**Text to read:**
Funny, how? There isn't quite a word for Carrey's style of comedy. Clowning has a tradition, which he does not belong to. Slapstick is about people falling foul of objects, or each other; and he works best alone. What he does is more like animation, or making himself into a cartoon, the way he exaggerates the most distinctive features of a person's mood or character. (Later, he even got the chance to do it literally. http://www.youtube.com/watch?v=ttoC1n8z9h4) That fixed grin he wears the rest of the time also plays a part, as does his garish shirt, by making him seem somehow less human, like an emissary from an absurd world.

There is an unfair tendency to consider Carrey a kind of novelty act, yet it is clear that he was also using this performance to express what mattered to him. He grew up poor in Ontario, and had a hard start to life. We also know that this show is "dedicated to the memory of Kathleen Carrey, aka Mommsie", so when he tells us that he spends his time worrying about little things like "What if my parents went to hell?, we know there may be something in it. We might also take him seriously when he calls that orgasm a "mini-vacation from the pain of life".

**Exercise requirements:** According to the passage on Carrey's comedy, to whose memory is the show dedicated?

(Some records)
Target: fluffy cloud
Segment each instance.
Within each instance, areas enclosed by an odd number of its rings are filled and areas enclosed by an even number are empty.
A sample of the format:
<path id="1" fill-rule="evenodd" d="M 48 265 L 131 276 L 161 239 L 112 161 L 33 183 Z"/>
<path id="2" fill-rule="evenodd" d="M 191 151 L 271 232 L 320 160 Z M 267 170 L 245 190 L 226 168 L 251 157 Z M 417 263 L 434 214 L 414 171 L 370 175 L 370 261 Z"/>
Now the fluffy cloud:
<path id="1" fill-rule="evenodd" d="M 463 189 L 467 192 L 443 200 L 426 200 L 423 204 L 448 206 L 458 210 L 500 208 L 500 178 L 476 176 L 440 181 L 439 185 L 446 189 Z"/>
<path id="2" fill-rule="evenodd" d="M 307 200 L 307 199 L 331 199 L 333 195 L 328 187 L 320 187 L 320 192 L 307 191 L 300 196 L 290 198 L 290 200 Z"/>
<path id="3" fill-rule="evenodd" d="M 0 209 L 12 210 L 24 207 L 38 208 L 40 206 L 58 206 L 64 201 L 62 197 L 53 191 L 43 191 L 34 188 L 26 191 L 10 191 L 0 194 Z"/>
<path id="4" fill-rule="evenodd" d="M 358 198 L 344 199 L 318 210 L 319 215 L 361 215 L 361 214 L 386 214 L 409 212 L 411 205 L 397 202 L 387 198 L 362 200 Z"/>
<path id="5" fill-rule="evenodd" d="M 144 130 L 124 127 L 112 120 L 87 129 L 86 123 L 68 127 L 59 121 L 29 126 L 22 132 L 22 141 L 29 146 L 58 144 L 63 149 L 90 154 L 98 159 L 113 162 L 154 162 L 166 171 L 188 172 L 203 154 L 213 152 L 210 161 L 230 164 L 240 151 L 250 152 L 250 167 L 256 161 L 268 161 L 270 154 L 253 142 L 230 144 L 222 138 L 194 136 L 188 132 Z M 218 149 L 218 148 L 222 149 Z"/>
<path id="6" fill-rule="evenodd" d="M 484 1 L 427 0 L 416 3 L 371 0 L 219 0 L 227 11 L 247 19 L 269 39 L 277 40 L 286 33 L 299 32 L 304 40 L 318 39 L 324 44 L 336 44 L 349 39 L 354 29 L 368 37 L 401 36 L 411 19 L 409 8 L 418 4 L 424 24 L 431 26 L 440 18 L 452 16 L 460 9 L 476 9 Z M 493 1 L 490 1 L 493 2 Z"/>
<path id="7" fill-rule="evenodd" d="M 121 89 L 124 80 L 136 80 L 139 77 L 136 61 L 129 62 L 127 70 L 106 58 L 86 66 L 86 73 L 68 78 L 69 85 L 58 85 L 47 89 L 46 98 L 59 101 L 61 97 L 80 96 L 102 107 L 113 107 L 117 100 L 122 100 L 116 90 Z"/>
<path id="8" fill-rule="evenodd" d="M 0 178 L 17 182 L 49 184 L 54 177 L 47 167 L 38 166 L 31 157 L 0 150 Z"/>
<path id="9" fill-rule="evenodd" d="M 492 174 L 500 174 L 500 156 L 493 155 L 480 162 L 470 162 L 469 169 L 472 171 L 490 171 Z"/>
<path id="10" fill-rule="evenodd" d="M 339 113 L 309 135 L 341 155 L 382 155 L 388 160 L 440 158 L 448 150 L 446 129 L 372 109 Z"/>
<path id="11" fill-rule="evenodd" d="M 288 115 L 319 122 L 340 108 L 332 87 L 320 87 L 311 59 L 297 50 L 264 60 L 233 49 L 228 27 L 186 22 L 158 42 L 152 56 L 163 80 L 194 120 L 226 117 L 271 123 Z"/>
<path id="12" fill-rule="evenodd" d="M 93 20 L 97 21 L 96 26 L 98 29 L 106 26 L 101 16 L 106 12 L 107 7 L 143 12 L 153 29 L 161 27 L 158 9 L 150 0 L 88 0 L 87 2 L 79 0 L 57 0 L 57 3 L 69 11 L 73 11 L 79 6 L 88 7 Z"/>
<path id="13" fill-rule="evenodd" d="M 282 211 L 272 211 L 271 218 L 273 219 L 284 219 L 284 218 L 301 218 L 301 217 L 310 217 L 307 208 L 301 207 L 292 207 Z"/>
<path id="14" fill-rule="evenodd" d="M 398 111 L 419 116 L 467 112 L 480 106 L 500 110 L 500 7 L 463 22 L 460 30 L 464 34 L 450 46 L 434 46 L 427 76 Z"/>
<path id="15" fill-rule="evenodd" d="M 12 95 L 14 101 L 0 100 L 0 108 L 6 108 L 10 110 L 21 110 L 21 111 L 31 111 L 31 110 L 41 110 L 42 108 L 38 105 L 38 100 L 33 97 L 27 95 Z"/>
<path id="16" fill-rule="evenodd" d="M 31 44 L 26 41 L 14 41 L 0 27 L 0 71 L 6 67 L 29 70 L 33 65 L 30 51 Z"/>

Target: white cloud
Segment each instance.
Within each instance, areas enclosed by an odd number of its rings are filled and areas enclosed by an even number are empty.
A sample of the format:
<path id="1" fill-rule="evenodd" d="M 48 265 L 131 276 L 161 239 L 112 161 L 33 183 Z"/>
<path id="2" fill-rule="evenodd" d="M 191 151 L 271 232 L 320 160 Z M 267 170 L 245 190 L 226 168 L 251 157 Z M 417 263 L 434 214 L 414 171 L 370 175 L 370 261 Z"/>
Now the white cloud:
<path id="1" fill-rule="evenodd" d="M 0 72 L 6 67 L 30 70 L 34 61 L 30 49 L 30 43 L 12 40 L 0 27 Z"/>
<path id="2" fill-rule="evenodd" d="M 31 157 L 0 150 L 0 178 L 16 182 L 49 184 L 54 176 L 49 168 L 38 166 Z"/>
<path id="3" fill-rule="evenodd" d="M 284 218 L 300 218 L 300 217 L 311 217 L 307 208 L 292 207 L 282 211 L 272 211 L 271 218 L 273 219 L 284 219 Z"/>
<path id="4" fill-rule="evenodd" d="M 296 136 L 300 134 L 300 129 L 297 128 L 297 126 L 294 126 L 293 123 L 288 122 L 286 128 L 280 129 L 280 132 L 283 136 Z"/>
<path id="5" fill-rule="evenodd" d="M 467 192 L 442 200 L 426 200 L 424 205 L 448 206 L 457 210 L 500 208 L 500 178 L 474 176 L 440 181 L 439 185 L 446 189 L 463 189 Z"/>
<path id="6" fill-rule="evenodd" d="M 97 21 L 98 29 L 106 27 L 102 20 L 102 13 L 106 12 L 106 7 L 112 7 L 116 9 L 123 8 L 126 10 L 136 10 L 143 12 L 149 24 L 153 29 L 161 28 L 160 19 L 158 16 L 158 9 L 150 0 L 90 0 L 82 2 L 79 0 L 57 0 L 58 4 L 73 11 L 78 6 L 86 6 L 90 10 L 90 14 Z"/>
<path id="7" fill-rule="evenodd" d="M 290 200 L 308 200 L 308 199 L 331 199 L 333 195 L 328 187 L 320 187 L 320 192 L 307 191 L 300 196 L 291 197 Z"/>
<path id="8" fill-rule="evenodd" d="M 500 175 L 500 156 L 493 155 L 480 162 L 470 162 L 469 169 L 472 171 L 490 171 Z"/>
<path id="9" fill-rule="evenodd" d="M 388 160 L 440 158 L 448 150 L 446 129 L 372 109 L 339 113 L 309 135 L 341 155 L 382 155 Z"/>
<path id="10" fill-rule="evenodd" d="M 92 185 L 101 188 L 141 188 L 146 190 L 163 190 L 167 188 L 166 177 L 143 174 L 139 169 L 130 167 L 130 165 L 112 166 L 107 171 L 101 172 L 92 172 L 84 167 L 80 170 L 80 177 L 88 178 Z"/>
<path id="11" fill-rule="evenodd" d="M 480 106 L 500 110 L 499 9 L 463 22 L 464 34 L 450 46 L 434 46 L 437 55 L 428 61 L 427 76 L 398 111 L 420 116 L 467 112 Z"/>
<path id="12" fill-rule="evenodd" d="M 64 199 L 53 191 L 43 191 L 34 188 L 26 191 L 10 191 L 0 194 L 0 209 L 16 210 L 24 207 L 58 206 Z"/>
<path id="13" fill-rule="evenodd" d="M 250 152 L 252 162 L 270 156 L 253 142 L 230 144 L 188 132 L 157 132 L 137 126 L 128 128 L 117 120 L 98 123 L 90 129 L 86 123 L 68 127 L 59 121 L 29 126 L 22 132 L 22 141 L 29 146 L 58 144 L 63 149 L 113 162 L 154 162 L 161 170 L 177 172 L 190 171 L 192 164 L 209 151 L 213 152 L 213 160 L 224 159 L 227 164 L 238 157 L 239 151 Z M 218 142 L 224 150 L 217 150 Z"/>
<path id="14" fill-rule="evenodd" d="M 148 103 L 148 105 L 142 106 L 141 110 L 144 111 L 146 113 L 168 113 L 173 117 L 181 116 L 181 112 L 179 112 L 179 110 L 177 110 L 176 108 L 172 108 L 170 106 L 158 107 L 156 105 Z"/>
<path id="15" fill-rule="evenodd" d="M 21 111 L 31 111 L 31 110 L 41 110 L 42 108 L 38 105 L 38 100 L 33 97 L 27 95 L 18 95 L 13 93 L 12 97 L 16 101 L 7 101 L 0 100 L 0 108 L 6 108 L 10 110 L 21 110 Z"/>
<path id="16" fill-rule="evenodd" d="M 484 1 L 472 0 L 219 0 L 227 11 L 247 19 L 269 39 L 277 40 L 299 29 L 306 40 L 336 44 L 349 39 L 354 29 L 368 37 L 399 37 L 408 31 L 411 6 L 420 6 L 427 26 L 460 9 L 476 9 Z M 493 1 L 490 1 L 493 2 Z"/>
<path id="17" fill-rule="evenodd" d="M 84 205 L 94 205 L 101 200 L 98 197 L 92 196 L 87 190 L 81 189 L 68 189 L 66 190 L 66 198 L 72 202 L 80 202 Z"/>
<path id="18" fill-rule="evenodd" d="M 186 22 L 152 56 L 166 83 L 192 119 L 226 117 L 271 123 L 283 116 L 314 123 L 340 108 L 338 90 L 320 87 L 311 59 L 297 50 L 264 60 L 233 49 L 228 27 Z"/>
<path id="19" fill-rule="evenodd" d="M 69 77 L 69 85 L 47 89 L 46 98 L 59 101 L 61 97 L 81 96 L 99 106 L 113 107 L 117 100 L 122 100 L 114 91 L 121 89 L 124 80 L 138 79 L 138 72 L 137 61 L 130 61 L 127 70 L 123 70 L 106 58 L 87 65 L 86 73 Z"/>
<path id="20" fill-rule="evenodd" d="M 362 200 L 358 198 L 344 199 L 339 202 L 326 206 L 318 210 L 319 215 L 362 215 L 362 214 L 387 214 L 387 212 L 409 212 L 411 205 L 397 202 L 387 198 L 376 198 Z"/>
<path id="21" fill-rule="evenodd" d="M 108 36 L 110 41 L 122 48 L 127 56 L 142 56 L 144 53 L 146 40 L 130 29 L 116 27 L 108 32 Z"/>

**Solution for this problem:** Kathleen Carrey, also known as "Mommsie."